26L’évaluation doit être conçue comme un outil d’aide à la décision, de connaissance, de débat dans le but d’améliorer le fonctionnement des politiques publiques. Elle ne peut donc être réservée à un seul niveau d’intervention. Qu’il s’agisse des échelons territoriaux ou des services de l’État central, des collectivités locales, d’intervenants extérieurs, la fonction d’évaluation doit faire partie intégrante de la mise en œuvre de toute politique publique.

27Pouvez-vous énoncer quelques recommandations concrètes de nature à promouvoir la performance sociale ?

28Si l’on veut faire adhérer le plus grand nombre à la démarche, nous devons être soucieux de la dimension pédagogique. À cette fin, nous devons promouvoir les approches permettant de comparer les organisations, les bonnes pratiques d’un territoire à l’autre, d’un pays à l’autre. Il faut aussi privilégier la présentation de cas-types, les simulations, le benchmarking et favoriser les temps d’analyse critique entre partenaires, entre pairs pour améliorer l’efficience de nos systèmes en intégrant à la fois la dimension qualité, l’optimisation des moyens et la meilleure réponse aux besoins.

29Cette démarche de benchmarking peut concerner de nombreux domaines : à titre d’exemple, le thème de la lutte contre l’obésité. Un rapport de 1 à 4 au niveau des résultats a été constaté sur une dizaine de villes engagées dans le programme EPODE (Ensemble prévenons l’obésité des enfants). Des enseignements en ont découlé ayant notamment conduit au développement de l’éducation physique sur certains sites.

30Sur le plan organisationnel, nous devons privilégier les systèmes décentralisés mais encadrés. Les pays performants offrent des marges de manœuvre aux collectivités décentralisées et aux institutions chargées de la mise en œuvre des politiques déléguées tout en les plaçant sous contrainte de respect de référentiels, de protocoles, de normes, en posant des exigences de transparence et en contractualisant le principe de révision des conditions de mise en œuvre des politiques déléguées au vu d’indicateurs chiffrés.

▶ **JEU DE DONNÉES**:

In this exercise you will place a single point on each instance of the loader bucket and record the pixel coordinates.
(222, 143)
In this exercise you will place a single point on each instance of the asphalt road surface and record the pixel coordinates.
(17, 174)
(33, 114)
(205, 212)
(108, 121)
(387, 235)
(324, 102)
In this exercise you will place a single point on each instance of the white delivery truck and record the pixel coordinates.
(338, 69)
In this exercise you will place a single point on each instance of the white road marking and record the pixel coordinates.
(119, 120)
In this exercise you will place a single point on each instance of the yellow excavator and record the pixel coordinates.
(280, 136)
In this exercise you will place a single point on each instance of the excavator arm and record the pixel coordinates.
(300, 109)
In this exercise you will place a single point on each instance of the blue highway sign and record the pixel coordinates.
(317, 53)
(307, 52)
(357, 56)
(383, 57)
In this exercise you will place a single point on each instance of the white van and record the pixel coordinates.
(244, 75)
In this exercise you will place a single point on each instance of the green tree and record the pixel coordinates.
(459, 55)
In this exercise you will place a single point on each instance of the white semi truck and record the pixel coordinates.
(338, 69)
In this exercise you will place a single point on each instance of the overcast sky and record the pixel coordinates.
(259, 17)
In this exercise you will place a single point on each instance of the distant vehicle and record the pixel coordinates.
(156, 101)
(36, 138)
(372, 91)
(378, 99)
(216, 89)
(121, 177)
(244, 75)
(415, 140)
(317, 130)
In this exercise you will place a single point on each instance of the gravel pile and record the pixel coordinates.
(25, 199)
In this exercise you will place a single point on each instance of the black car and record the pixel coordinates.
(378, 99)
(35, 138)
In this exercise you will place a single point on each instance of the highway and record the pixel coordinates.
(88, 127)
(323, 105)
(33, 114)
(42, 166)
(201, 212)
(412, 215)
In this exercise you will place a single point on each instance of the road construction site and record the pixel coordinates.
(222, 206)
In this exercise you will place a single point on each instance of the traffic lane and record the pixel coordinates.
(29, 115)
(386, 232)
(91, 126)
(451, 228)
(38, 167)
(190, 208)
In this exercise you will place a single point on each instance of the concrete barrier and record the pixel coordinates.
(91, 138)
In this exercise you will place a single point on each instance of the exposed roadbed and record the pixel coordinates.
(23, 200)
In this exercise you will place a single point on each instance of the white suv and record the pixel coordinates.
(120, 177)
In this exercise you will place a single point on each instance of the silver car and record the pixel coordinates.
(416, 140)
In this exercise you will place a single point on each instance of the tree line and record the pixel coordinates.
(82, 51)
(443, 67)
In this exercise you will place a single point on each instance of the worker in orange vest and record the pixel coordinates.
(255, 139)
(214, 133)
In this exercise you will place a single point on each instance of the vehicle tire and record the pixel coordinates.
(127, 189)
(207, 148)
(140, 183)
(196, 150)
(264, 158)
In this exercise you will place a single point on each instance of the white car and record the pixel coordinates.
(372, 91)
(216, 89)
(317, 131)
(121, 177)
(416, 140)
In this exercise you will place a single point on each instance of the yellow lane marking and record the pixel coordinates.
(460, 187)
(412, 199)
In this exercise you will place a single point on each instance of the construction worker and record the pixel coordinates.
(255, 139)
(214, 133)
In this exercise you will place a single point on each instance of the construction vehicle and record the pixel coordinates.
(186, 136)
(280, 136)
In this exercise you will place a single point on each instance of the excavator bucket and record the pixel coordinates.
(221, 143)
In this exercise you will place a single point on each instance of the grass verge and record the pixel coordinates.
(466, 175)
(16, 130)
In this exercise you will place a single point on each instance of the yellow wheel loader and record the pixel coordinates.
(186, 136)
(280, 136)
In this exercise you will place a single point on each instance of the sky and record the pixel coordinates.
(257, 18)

▶ **TRAVAIL À FAIRE**:
• a. Répondez à ces questions sur l’extrait sur la performance sociale :
(i) D’après le paragraphe qui commence par « L’évaluation doit être conçue », à quoi doit servir l’évaluation ?
(ii) Quel écart de résultats a été constaté entre les villes du programme EPODE ?
(iii) Sur le plan organisationnel, quels systèmes faut-il privilégier ?
• b. Dans l’extrait sur la performance sociale, reprenez sous forme de liste le paragraphe qui commence par « Sur le plan organisationnel », sans perdre ses faits principaux.
• c. Poursuivez l’extrait sur la performance sociale après sa dernière phrase.

▶ **RÉPONSES SUCCESSIVES**:
• a.
(i) Elle doit servir d’outil d’aide à la décision, de connaissance et de débat, pour améliorer le fonctionnement des politiques publiques.
(ii) Un rapport de 1 à 4.
(iii) Des systèmes décentralisés mais encadrés.

• b.
- Il faut privilégier des systèmes décentralisés mais encadrés.
- Les pays performants laissent des marges de manœuvre aux collectivités décentralisées et aux institutions chargées des politiques déléguées.
- Ces acteurs doivent respecter des référentiels, des protocoles et des normes.
- Ils sont soumis à des exigences de transparence.
- Le contrat prévoit que les conditions de mise en œuvre des politiques déléguées peuvent être revues au vu d’indicateurs chiffrés.

• c.
31La réforme des collectivités locales est aujourd’hui controversée. De fait, l’intercommunalité a condamné les départements, au moins dans les grands départements très urbains. Des couplages peuvent être envisagés entre la région et le département. On pourrait de même envisager une vingtaine de villes métropoles qui assumeraient les compétences de la commune, de la communauté de commune et du département.

32Un véritable effort reste à accomplir en matière de fiscalité pour accompagner ce mouvement. L’insuffisante compensation par l’État des transferts de compétences (APA, RMI, collèges, lycées…) est régulièrement relevée. Dans le même temps, l’intervention accrue de l’État dans la fiscalité locale du fait des mécanismes de dégrèvement et d’exonérations est rarement soulignée. Pour 100 euros dépensés dans une collectivité locale, la contribution locale se limite parfois à moins de 10 %. En matière d’investissements, les taux de subvention peuvent parfois atteindre 80 %. Même si le niveau d’investissement ne correspond pas aux priorités et aux besoins, il faut être très vertueux pour ne pas s’engager. Le lien de responsabilité est affaibli dès lors que la population ne supporte qu’une trop faible part.

33Il faut développer l’information et la transparence, délimiter strictement les compétences, aller plus loin dans la péréquation, récompenser la vertu et non la sanctionner. C’est tout l’intérêt d’établir des comparaisons entre collectivités. Des centres de gestion classent les entreprises, les exploitations, distinguent les 20 % les meilleures et les 20 % les moins performantes. L’émulation est un excellent vecteur de progrès.

34Enfin, tout doit être mis en œuvre pour favoriser les coopérations entre acteurs et créer des dynamiques territoriales, en dépassant notamment les cloisonnements public/privé et organiser une large diffusion des résultats.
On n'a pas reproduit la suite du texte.